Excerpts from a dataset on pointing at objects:

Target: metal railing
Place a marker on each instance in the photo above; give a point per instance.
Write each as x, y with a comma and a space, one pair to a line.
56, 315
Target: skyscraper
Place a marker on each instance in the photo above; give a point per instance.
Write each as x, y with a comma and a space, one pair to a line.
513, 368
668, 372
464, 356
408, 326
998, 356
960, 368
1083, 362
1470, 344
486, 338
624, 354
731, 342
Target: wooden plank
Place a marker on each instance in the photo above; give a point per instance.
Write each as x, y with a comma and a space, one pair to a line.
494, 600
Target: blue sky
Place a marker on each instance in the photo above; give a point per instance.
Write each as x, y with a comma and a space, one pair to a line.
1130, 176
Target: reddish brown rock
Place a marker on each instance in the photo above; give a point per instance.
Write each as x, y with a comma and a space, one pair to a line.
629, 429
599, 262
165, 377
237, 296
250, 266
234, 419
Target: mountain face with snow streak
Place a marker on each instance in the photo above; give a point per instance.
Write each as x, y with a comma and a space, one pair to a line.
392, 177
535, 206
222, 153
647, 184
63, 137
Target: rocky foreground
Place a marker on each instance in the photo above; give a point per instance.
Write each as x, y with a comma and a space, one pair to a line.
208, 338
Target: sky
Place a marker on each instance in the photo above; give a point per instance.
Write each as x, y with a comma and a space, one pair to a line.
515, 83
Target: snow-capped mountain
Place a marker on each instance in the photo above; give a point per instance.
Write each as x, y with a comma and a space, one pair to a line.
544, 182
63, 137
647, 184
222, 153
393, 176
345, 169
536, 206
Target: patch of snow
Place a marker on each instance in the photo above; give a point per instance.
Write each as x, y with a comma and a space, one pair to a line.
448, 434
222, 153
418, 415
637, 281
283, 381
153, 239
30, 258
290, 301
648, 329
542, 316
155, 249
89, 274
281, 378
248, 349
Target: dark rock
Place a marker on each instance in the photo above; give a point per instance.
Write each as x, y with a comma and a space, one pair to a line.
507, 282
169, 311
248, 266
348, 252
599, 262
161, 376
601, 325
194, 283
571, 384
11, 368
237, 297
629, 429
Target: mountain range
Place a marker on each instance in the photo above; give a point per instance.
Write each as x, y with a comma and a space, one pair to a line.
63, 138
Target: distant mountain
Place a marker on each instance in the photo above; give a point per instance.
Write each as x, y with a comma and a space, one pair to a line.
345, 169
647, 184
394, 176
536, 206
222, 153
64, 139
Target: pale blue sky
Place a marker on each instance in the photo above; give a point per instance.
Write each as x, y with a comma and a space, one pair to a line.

* _EXERCISE DIRECTIONS_
Copy the rows above word for word, from the line containing "Target: distant mountain" through the final line, both ends included.

* _ANSWER TO THIS TASK_
Target: distant mountain
Place a marker on each instance in the photo above; give a point per instance.
Write each as x, y with a comma and a space, one pair to a line.
345, 169
647, 184
394, 176
536, 206
222, 153
64, 139
Target: pale blue sky
Place a marker on each instance in the photo above; give a point per instance.
Write each as x, y with a comma and a space, one pair to a line.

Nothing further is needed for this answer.